• _Problem description_
Say only how many lines in the entries below contain the word "blue".

══ Dataset ══

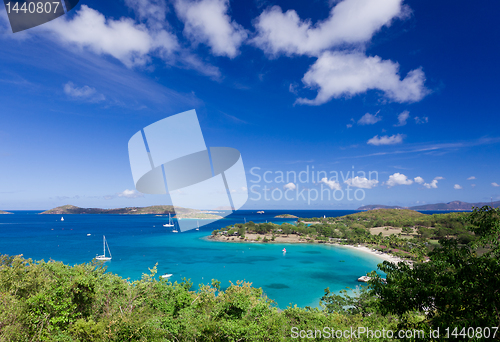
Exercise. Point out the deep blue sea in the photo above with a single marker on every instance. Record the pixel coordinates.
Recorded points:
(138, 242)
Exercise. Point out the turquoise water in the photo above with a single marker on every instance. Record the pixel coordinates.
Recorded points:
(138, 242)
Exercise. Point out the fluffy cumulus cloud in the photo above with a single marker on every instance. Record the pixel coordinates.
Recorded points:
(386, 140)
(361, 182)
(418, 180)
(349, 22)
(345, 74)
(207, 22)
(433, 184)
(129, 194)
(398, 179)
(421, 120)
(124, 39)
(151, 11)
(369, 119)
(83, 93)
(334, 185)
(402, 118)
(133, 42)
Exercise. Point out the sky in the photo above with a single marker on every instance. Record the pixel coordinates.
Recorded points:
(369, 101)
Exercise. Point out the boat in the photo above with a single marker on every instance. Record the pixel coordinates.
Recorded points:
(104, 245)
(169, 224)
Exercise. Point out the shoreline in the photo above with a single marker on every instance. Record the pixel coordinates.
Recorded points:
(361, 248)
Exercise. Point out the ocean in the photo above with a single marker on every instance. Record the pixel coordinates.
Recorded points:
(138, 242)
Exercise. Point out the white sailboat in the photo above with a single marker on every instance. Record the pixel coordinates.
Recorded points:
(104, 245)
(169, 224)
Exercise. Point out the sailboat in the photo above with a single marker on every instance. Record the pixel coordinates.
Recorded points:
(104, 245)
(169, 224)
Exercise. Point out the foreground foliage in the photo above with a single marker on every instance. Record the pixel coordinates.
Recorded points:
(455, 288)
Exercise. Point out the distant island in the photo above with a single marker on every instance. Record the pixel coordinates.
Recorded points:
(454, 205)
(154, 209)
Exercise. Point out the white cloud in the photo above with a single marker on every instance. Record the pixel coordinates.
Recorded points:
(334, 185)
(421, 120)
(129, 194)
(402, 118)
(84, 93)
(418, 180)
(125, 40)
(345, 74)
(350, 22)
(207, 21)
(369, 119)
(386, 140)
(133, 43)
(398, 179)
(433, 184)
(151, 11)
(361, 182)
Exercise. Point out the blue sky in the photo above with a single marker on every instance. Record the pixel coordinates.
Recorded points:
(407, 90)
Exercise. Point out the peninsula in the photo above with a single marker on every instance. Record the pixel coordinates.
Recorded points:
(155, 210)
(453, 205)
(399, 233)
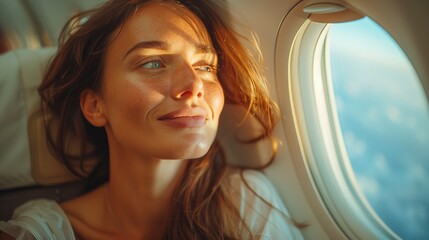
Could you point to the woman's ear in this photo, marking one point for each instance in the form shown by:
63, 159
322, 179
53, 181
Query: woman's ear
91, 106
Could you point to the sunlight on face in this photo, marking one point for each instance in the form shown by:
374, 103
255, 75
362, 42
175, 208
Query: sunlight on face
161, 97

═══
══ Dataset ══

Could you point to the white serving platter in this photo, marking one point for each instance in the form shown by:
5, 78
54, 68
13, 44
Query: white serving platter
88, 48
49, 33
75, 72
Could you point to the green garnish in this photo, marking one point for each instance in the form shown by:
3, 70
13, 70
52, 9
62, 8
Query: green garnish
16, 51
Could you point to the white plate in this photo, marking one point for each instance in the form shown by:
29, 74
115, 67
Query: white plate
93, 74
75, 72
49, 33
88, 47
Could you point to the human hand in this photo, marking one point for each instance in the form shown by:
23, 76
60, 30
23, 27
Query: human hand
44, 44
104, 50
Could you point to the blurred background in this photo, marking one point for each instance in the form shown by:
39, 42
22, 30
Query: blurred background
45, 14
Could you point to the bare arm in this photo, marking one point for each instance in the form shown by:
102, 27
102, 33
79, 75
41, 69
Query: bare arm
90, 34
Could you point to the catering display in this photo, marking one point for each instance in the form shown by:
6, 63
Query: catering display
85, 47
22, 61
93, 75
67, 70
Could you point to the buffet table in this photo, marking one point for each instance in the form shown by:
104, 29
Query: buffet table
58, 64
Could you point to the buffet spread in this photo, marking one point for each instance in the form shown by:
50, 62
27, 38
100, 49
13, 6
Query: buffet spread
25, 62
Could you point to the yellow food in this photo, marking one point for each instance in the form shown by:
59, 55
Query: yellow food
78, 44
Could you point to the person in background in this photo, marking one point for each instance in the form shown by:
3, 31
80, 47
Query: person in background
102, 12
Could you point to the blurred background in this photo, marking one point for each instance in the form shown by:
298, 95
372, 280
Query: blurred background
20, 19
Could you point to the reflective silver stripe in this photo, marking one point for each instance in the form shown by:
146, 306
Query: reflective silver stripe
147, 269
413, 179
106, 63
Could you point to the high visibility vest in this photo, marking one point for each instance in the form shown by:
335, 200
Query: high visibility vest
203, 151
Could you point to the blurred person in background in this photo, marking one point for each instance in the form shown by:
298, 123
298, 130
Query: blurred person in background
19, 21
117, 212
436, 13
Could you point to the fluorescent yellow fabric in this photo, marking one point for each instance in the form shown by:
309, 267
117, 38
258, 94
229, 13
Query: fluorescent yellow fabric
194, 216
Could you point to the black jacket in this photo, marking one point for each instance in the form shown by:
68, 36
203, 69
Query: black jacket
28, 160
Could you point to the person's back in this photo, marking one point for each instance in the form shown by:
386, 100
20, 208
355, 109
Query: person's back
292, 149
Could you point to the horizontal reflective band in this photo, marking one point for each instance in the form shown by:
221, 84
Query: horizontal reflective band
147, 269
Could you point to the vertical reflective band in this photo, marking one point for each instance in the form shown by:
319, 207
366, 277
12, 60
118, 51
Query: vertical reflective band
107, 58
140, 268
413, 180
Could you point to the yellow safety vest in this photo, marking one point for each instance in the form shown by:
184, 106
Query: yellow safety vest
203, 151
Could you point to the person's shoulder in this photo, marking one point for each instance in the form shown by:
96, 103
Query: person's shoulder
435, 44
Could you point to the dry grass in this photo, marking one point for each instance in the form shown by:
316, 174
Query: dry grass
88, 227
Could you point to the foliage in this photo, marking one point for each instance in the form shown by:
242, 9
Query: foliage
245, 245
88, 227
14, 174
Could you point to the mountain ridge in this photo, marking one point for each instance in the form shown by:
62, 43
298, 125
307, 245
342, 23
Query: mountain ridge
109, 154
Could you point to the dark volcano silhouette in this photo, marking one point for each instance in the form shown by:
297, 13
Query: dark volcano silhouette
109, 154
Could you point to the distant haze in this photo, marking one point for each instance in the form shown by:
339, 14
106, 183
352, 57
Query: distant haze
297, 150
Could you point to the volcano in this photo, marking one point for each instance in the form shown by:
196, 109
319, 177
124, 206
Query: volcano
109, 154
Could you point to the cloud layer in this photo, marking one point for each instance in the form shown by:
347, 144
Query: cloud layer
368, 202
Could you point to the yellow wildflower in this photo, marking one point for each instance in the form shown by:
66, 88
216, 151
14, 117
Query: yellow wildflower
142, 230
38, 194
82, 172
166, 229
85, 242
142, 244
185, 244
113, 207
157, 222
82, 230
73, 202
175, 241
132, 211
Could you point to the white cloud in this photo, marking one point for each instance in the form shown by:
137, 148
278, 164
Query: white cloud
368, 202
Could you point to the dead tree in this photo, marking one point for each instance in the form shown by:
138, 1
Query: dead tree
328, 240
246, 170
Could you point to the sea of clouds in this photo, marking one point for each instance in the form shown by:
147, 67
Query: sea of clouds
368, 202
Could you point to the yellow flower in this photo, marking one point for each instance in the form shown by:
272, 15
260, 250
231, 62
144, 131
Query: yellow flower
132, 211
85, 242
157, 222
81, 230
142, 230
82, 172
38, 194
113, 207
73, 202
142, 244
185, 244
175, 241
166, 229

═══

• _Solution to this problem_
2